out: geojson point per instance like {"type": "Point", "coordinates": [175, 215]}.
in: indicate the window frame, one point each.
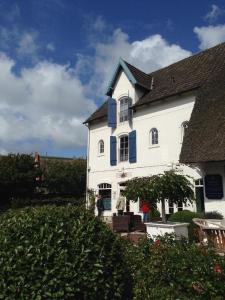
{"type": "Point", "coordinates": [101, 145]}
{"type": "Point", "coordinates": [154, 140]}
{"type": "Point", "coordinates": [184, 126]}
{"type": "Point", "coordinates": [125, 154]}
{"type": "Point", "coordinates": [124, 114]}
{"type": "Point", "coordinates": [105, 187]}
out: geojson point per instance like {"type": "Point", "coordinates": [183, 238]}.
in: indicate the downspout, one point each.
{"type": "Point", "coordinates": [87, 169]}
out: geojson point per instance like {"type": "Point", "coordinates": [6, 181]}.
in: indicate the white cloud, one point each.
{"type": "Point", "coordinates": [149, 54]}
{"type": "Point", "coordinates": [27, 45]}
{"type": "Point", "coordinates": [50, 47]}
{"type": "Point", "coordinates": [213, 15]}
{"type": "Point", "coordinates": [45, 105]}
{"type": "Point", "coordinates": [210, 36]}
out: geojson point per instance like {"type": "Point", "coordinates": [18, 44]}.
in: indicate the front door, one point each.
{"type": "Point", "coordinates": [199, 193]}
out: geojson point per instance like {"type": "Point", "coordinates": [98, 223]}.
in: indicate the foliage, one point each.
{"type": "Point", "coordinates": [17, 176]}
{"type": "Point", "coordinates": [169, 269]}
{"type": "Point", "coordinates": [66, 178]}
{"type": "Point", "coordinates": [154, 214]}
{"type": "Point", "coordinates": [186, 216]}
{"type": "Point", "coordinates": [60, 253]}
{"type": "Point", "coordinates": [213, 215]}
{"type": "Point", "coordinates": [91, 198]}
{"type": "Point", "coordinates": [169, 186]}
{"type": "Point", "coordinates": [47, 200]}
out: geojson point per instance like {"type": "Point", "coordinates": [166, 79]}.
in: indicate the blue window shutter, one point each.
{"type": "Point", "coordinates": [132, 147]}
{"type": "Point", "coordinates": [112, 113]}
{"type": "Point", "coordinates": [130, 112]}
{"type": "Point", "coordinates": [113, 147]}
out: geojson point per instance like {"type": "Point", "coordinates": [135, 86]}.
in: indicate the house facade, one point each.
{"type": "Point", "coordinates": [141, 127]}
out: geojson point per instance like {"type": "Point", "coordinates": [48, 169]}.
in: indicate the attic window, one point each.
{"type": "Point", "coordinates": [184, 127]}
{"type": "Point", "coordinates": [172, 78]}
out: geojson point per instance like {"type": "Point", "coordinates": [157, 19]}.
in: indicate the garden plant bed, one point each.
{"type": "Point", "coordinates": [155, 229]}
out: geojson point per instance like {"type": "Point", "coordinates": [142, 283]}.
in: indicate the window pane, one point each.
{"type": "Point", "coordinates": [124, 148]}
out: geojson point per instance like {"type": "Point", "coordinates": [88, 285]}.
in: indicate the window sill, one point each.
{"type": "Point", "coordinates": [153, 146]}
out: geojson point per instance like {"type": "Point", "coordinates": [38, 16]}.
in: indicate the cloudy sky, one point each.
{"type": "Point", "coordinates": [57, 56]}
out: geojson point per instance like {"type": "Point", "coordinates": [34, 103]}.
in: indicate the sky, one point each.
{"type": "Point", "coordinates": [57, 57]}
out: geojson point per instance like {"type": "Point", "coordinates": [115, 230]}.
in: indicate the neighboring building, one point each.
{"type": "Point", "coordinates": [140, 129]}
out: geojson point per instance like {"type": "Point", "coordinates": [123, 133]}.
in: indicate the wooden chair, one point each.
{"type": "Point", "coordinates": [211, 231]}
{"type": "Point", "coordinates": [121, 223]}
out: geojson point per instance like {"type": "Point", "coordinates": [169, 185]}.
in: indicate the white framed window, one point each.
{"type": "Point", "coordinates": [101, 148]}
{"type": "Point", "coordinates": [124, 148]}
{"type": "Point", "coordinates": [105, 190]}
{"type": "Point", "coordinates": [154, 137]}
{"type": "Point", "coordinates": [184, 127]}
{"type": "Point", "coordinates": [125, 103]}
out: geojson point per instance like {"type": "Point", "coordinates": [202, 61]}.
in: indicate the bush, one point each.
{"type": "Point", "coordinates": [154, 214]}
{"type": "Point", "coordinates": [213, 215]}
{"type": "Point", "coordinates": [65, 177]}
{"type": "Point", "coordinates": [170, 269]}
{"type": "Point", "coordinates": [42, 200]}
{"type": "Point", "coordinates": [186, 216]}
{"type": "Point", "coordinates": [17, 176]}
{"type": "Point", "coordinates": [60, 253]}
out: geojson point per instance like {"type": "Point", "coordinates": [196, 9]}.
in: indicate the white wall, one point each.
{"type": "Point", "coordinates": [167, 116]}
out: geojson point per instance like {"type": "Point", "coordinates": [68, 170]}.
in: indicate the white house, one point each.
{"type": "Point", "coordinates": [146, 121]}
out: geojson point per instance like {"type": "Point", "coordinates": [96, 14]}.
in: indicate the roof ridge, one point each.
{"type": "Point", "coordinates": [201, 52]}
{"type": "Point", "coordinates": [136, 68]}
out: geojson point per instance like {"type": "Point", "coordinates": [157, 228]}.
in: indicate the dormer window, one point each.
{"type": "Point", "coordinates": [154, 137]}
{"type": "Point", "coordinates": [101, 147]}
{"type": "Point", "coordinates": [124, 150]}
{"type": "Point", "coordinates": [125, 103]}
{"type": "Point", "coordinates": [184, 127]}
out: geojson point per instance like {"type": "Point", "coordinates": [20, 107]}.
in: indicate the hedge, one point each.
{"type": "Point", "coordinates": [60, 253]}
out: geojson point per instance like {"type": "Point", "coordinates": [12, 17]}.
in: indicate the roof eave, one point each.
{"type": "Point", "coordinates": [121, 64]}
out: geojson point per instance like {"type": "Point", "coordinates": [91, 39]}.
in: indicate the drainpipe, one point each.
{"type": "Point", "coordinates": [87, 169]}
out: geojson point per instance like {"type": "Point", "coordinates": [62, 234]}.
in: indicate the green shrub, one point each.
{"type": "Point", "coordinates": [42, 200]}
{"type": "Point", "coordinates": [170, 269]}
{"type": "Point", "coordinates": [60, 253]}
{"type": "Point", "coordinates": [154, 214]}
{"type": "Point", "coordinates": [213, 215]}
{"type": "Point", "coordinates": [186, 216]}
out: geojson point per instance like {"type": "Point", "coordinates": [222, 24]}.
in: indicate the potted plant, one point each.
{"type": "Point", "coordinates": [169, 186]}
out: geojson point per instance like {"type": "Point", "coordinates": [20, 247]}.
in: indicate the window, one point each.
{"type": "Point", "coordinates": [123, 151]}
{"type": "Point", "coordinates": [184, 127]}
{"type": "Point", "coordinates": [101, 147]}
{"type": "Point", "coordinates": [105, 190]}
{"type": "Point", "coordinates": [125, 103]}
{"type": "Point", "coordinates": [154, 136]}
{"type": "Point", "coordinates": [171, 207]}
{"type": "Point", "coordinates": [179, 206]}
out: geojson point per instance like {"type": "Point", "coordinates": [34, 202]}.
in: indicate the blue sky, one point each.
{"type": "Point", "coordinates": [57, 56]}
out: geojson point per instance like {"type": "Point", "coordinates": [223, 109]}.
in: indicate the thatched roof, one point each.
{"type": "Point", "coordinates": [204, 139]}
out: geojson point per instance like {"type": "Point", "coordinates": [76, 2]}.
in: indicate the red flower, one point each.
{"type": "Point", "coordinates": [217, 269]}
{"type": "Point", "coordinates": [157, 242]}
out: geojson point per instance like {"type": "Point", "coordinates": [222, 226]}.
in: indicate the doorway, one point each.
{"type": "Point", "coordinates": [199, 194]}
{"type": "Point", "coordinates": [122, 187]}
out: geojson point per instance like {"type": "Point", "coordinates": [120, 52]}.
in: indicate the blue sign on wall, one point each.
{"type": "Point", "coordinates": [214, 186]}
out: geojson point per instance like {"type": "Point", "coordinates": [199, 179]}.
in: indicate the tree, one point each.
{"type": "Point", "coordinates": [169, 186]}
{"type": "Point", "coordinates": [66, 177]}
{"type": "Point", "coordinates": [17, 176]}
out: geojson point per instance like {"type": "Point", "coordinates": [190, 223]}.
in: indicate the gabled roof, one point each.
{"type": "Point", "coordinates": [100, 113]}
{"type": "Point", "coordinates": [136, 76]}
{"type": "Point", "coordinates": [204, 139]}
{"type": "Point", "coordinates": [188, 74]}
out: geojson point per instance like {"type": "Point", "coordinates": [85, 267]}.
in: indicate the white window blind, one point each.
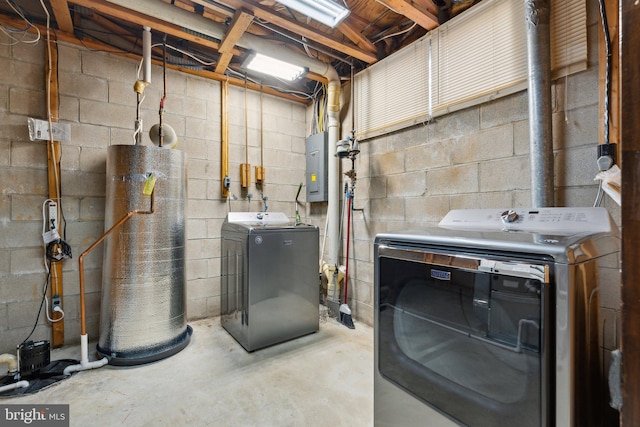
====================
→ **Objective**
How many lines of the records above contain the string "blue"? Case counts. Reply with the number alone.

→ **Output of the task**
3